*** SOURCE MATERIAL ***

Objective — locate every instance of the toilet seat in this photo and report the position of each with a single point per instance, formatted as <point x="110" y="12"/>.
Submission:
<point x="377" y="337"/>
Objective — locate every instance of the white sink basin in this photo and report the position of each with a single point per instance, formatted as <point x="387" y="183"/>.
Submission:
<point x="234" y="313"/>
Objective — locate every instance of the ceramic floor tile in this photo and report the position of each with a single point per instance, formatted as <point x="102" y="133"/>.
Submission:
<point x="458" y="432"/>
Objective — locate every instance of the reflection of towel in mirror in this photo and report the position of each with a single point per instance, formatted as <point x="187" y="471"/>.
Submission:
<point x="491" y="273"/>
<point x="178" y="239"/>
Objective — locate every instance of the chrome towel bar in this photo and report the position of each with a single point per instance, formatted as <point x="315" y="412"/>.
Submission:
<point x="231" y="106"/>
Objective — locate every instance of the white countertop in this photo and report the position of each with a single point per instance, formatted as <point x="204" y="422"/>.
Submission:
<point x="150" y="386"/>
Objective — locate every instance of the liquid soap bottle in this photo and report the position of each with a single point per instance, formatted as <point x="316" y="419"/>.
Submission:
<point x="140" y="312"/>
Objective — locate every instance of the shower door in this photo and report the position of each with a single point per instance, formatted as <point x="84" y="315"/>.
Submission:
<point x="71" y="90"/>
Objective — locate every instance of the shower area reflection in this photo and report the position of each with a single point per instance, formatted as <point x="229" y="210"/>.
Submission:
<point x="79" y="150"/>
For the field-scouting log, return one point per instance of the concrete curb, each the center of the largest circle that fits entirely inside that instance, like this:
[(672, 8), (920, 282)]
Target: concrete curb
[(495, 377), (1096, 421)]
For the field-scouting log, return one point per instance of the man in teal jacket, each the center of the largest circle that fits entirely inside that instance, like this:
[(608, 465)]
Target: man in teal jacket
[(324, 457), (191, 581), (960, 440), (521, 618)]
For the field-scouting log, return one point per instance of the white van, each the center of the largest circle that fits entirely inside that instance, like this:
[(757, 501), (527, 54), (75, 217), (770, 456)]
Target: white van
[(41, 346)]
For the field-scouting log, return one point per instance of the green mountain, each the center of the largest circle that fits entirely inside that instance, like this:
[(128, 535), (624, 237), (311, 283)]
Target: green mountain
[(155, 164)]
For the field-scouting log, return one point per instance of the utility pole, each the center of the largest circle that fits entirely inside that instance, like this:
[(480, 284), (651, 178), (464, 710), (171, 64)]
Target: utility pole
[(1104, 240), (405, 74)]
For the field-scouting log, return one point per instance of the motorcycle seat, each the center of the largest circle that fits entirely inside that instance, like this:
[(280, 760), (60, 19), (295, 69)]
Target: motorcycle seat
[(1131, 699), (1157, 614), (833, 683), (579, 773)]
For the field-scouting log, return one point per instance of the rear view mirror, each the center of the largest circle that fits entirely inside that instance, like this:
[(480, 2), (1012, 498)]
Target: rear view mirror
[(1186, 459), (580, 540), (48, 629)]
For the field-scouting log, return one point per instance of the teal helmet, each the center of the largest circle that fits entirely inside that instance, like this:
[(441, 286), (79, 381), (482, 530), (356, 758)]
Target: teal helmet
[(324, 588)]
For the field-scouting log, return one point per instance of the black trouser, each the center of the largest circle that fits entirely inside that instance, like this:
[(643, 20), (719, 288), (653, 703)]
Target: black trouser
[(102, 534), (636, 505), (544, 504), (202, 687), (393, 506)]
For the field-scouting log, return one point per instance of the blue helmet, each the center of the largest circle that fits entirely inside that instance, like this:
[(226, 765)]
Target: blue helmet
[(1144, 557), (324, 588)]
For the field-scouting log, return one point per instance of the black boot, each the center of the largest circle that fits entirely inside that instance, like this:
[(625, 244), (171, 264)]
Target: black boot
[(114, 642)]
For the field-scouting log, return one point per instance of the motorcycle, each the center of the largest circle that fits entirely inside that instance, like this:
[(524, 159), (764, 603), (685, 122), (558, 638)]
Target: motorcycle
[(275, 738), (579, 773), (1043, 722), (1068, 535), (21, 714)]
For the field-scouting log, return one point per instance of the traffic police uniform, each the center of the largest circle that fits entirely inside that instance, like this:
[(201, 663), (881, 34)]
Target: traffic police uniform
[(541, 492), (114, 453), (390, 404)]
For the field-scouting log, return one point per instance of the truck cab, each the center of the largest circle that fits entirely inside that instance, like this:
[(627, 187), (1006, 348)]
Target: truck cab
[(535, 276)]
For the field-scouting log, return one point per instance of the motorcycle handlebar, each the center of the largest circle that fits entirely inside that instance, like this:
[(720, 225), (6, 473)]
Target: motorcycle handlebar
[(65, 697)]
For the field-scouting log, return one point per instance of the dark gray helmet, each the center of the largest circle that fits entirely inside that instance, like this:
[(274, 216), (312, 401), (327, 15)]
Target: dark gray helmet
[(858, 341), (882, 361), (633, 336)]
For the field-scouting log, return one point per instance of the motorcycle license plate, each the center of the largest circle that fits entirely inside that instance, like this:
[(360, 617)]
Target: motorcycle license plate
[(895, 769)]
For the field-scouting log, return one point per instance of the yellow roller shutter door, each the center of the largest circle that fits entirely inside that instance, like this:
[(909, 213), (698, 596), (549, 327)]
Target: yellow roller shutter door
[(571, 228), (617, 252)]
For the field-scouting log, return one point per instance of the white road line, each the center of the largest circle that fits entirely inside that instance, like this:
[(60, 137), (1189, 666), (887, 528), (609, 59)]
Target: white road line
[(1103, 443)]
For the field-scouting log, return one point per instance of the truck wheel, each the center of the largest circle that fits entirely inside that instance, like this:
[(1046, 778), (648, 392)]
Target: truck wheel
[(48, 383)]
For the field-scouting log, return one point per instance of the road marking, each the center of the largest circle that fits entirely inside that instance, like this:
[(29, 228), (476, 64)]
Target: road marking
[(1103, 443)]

***

### THE PROBLEM
Starting at the first line and ending at the last, restate the material word for word.

### RESPONSE BELOW
Objective — locate every instance of the toilet seat in this photo and report the position of each with a single point per instance, formatted as <point x="110" y="12"/>.
Submission:
<point x="377" y="337"/>
Objective — locate every instance of the white sink basin in this photo and report the position of each with a single point per instance, formatted as <point x="387" y="183"/>.
Submission:
<point x="234" y="313"/>
Objective — locate every instance of the ceramic floor tile in this photo and report the position of each with a single point per instance, formatted as <point x="102" y="133"/>.
Submission:
<point x="458" y="432"/>
Objective — locate every instance of the reflection of towel in mirror in this photo and report the position of each with a single point per instance, formatted as <point x="187" y="471"/>.
Submission:
<point x="491" y="273"/>
<point x="178" y="239"/>
Objective — locate every instance of the chrome towel bar in this photo and report the position of each with a single point per instance, formatted as <point x="315" y="412"/>.
Submission:
<point x="231" y="106"/>
Objective — locate every instance of the white countertop in this photo and report the position of each with a single point per instance, formatted as <point x="204" y="422"/>.
Submission:
<point x="150" y="386"/>
Objective — locate every instance of the liquid soap bottle in this photo and report the position of each with a single point per instance, formatted as <point x="316" y="419"/>.
Submission:
<point x="140" y="312"/>
Objective — locate every instance of the shower door in this photo and report the position of each with a single point per instance, formatted as <point x="84" y="315"/>.
Submission:
<point x="71" y="90"/>
Objective — locate every instance of the shower area reflection in this photo and report the position of each with a single point per instance, formatted as <point x="229" y="210"/>.
Submission:
<point x="79" y="150"/>
For the field-scouting log, return one point per instance of the concrete curb, each the center of the largest circle that fits entirely inside that instance, like this:
[(672, 8), (920, 282)]
Target: concrete curb
[(495, 377), (1096, 421)]
For the field-scouting log, return one point per instance of the man in teal jacket, each the center of the largest circle that fits entirely inside that instance, like this:
[(608, 465)]
Target: man in teal jacket
[(324, 457), (191, 581), (960, 440), (521, 618)]
For the field-scouting log, return one point per instance of the white van, each the center of the largest circle that fits entirely inside that instance, like this:
[(757, 501), (527, 54), (75, 217), (770, 456)]
Target: white van
[(41, 346)]
For the field-scouting log, return one point per instance of the green mountain, each the center of the largest circle that fits entirely inside that instance, like this:
[(128, 535), (624, 237), (311, 283)]
Target: green mountain
[(155, 164)]
For the field-scouting log, return one point per instance of the utility pole, each the center of the largest circle that fits entirely inside that instance, like this:
[(480, 284), (651, 178), (464, 710), (171, 64)]
Target: utility pole
[(1104, 240), (405, 74)]
For the field-scouting log, return one point per instance of the motorcycle seat, each the center of the largest circle that fits entirely inside that instance, like this:
[(280, 760), (60, 19), (295, 69)]
Target: motorcycle seat
[(1131, 699), (1157, 614), (833, 683), (579, 773)]
For the field-scouting log, return one point per instance of the rear view mirror, each the center of the largest circle that fits entirely inside that instance, like this:
[(480, 2), (1012, 498)]
Target: rear view mirror
[(1186, 459), (580, 540), (48, 629)]
For the field-scouting log, return one point per instance of the teal helmet, each the center of the largest circle that fits entirely inside that instance, like this:
[(441, 286), (79, 381), (482, 530), (356, 758)]
Target: teal helmet
[(324, 588)]
For the field-scouting log, return one point per instance of the black trouser, each the center of the largest circle that fits entirely inside that instance, like this:
[(643, 20), (719, 288), (653, 703)]
Target: black trouser
[(102, 534), (636, 505), (544, 504), (202, 687), (393, 506)]
For the field-scouting log, return one point per instance of the blue helmet, each the center of the largest circle that fits entirely inside that instance, like this:
[(226, 765)]
Target: blue helmet
[(1144, 557), (324, 588)]
For the field-scouting log, return one point per instance of the black boot, each the center of the largest circle that fits entirely inside that instance, like this:
[(625, 244), (171, 264)]
Target: black boot
[(114, 642)]
For the field-scouting log, return one point per instance of the motorcycle, each the center of the largest circle that fits entirely inside that instance, like this:
[(524, 159), (764, 603), (685, 122), (558, 638)]
Target: motorcycle
[(275, 738), (579, 773), (1043, 722), (1068, 535), (21, 714)]
For the field-scouting log, return one point per instance of the traffic police uniform, each the center of the largest circle that fits entirely inside that instance, like this:
[(201, 663), (881, 34)]
Target: traffic police uniform
[(541, 492), (114, 453), (390, 404)]
For the field-scouting log, return one point per instance of the truck cab, each the center of the largest circle that fits entirely inside that instance, like this:
[(627, 187), (1006, 348)]
Target: truck cab
[(535, 276)]
For the field-scouting log, return one point per instance of the motorcycle handlebar, each the center of the largest circle that fits entirely inside that instance, like this:
[(720, 225), (6, 473)]
Target: motorcycle handlebar
[(65, 697)]
For the field-scouting log, return one point per instance of the dark gray helmet, each the center of the largest circle that fits entirely inside that instance, like this:
[(274, 216), (312, 401), (327, 15)]
Target: dark gray helmet
[(858, 341), (882, 361), (633, 336)]
For the field-scouting log, return one point per instance of the motorcycle license plate, each the center of the largest circle that fits entirely inside that instance, like this:
[(360, 617)]
Target: motorcycle license plate
[(895, 769)]
For the field-scouting log, return one point per instance of the yellow roller shutter door, each the center of the largest circle that fits entirely inside that instance, like this:
[(909, 213), (698, 596), (549, 327)]
Target: yellow roller shutter door
[(571, 228), (617, 252)]
For the field-scouting log, return one point per instance of the white road line, each the center of the largest circle that fits entirely inside that instance, like this:
[(60, 137), (1189, 666), (887, 528), (609, 59)]
Target: white road line
[(1103, 443)]
For the field-scouting log, return one point per instance of the truck wheel, each the center of the largest circle that fits entirely inside that instance, like this:
[(1046, 778), (648, 392)]
Target: truck wheel
[(48, 383)]
For the field-scouting log, return one point per instance of the road marking, each the center of the largest circle that fits entirely inside that instance, like this:
[(29, 228), (476, 64)]
Target: road marking
[(1103, 443)]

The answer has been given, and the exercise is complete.